#### Description of the task
Copy exactly, and only, the lines from the line containing "of the distant" through the last line of the records below, both included.

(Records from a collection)
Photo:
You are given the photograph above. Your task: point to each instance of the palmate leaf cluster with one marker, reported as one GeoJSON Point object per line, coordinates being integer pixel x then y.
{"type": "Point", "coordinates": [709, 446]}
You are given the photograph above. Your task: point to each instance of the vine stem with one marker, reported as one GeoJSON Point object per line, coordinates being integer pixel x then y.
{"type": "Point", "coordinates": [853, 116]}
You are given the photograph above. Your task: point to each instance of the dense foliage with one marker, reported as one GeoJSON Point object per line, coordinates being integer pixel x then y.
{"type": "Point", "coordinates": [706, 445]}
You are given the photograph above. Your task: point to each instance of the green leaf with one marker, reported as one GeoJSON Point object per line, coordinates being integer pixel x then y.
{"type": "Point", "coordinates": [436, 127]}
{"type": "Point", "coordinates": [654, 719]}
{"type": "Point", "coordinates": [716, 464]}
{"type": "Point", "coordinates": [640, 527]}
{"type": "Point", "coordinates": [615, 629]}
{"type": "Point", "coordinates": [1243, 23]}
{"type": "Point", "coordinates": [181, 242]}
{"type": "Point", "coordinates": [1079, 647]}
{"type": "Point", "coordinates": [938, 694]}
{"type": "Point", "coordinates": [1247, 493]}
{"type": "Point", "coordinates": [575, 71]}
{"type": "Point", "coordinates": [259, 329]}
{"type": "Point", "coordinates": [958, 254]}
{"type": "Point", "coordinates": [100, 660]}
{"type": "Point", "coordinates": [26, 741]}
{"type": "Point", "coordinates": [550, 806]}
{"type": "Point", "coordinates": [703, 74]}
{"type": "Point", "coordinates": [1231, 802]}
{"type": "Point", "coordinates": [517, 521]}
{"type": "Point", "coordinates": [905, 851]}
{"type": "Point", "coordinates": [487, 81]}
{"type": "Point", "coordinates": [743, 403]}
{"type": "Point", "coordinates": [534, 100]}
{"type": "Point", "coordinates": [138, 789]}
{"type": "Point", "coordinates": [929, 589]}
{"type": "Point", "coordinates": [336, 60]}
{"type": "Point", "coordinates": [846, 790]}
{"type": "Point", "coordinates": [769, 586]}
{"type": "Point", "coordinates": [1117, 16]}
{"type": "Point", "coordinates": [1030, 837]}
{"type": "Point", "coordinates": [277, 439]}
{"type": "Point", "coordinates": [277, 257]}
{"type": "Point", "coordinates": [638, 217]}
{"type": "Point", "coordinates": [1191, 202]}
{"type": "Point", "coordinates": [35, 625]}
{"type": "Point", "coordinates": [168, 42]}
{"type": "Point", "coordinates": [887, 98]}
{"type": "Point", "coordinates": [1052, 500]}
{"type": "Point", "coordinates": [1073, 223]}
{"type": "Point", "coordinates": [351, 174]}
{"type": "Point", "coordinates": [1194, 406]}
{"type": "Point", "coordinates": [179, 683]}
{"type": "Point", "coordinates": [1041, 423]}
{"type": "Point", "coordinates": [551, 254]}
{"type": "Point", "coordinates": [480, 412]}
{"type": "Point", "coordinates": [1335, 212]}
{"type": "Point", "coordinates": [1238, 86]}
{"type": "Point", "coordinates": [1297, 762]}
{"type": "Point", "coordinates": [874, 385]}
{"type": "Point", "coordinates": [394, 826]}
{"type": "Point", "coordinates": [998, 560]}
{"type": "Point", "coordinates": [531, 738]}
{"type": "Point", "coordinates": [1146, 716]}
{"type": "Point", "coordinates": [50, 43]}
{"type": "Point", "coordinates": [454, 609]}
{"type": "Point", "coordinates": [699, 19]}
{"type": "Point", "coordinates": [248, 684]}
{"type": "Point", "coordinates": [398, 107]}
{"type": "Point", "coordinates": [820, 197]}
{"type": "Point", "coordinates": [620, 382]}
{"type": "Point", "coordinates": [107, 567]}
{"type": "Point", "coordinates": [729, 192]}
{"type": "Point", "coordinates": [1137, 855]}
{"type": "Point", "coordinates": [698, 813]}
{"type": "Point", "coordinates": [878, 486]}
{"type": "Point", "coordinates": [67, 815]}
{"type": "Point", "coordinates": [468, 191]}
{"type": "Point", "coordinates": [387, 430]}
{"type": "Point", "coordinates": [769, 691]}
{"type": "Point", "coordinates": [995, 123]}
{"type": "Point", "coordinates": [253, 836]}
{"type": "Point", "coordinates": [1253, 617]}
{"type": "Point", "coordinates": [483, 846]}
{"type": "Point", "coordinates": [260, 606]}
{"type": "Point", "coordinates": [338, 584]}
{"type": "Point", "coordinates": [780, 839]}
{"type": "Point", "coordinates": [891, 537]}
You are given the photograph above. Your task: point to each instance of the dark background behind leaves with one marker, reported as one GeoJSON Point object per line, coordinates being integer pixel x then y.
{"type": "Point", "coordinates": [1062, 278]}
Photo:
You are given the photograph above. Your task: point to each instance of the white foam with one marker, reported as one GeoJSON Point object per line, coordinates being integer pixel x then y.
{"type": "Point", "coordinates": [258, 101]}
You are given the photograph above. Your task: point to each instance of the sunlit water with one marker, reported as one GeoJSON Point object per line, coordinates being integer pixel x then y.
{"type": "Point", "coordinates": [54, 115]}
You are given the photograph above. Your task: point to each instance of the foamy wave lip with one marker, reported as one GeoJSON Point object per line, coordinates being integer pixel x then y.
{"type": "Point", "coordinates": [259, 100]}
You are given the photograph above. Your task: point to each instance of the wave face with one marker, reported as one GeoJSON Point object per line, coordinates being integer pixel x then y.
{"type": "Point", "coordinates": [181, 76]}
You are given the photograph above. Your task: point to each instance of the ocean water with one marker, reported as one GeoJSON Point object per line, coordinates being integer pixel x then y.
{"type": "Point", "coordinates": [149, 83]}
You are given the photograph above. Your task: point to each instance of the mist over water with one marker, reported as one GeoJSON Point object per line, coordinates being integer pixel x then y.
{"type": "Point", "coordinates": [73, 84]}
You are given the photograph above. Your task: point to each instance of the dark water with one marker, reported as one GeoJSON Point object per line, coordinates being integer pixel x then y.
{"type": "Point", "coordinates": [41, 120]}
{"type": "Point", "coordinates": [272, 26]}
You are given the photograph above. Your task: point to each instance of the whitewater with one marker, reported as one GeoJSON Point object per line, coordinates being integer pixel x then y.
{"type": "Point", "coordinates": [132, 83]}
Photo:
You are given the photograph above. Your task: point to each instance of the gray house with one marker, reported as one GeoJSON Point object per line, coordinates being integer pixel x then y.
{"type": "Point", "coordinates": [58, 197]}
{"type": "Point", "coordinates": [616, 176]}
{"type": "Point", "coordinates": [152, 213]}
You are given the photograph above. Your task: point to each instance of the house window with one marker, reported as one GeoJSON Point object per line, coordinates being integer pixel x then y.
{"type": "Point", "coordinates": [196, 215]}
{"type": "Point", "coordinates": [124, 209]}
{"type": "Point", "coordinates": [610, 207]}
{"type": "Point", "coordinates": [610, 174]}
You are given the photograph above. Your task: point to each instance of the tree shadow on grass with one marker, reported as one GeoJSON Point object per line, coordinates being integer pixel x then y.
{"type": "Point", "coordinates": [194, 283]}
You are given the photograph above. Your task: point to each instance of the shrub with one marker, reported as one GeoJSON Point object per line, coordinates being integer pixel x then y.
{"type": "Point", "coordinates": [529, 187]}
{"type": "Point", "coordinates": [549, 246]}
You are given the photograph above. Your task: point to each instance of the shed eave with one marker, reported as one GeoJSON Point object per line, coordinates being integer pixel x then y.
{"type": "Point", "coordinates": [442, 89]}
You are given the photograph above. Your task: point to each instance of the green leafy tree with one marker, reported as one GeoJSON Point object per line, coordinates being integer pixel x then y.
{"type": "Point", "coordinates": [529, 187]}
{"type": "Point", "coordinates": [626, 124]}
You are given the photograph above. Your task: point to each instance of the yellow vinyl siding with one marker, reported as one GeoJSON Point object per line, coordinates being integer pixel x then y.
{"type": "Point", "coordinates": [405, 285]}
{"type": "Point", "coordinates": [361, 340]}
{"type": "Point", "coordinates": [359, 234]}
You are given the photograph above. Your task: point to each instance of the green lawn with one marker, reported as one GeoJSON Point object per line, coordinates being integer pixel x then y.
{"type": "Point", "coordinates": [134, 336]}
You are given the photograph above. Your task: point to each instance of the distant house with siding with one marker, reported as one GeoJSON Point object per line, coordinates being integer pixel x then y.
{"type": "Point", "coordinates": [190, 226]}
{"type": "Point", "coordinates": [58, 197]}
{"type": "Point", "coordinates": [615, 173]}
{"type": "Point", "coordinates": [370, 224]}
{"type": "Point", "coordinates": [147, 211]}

#### Task output
You are given the photograph above. Your task: point to each instance of the distant house with siding with one marker, reported as one GeoJSON Point object per line, coordinates being integer pixel x then y.
{"type": "Point", "coordinates": [190, 226]}
{"type": "Point", "coordinates": [58, 197]}
{"type": "Point", "coordinates": [615, 173]}
{"type": "Point", "coordinates": [370, 224]}
{"type": "Point", "coordinates": [147, 211]}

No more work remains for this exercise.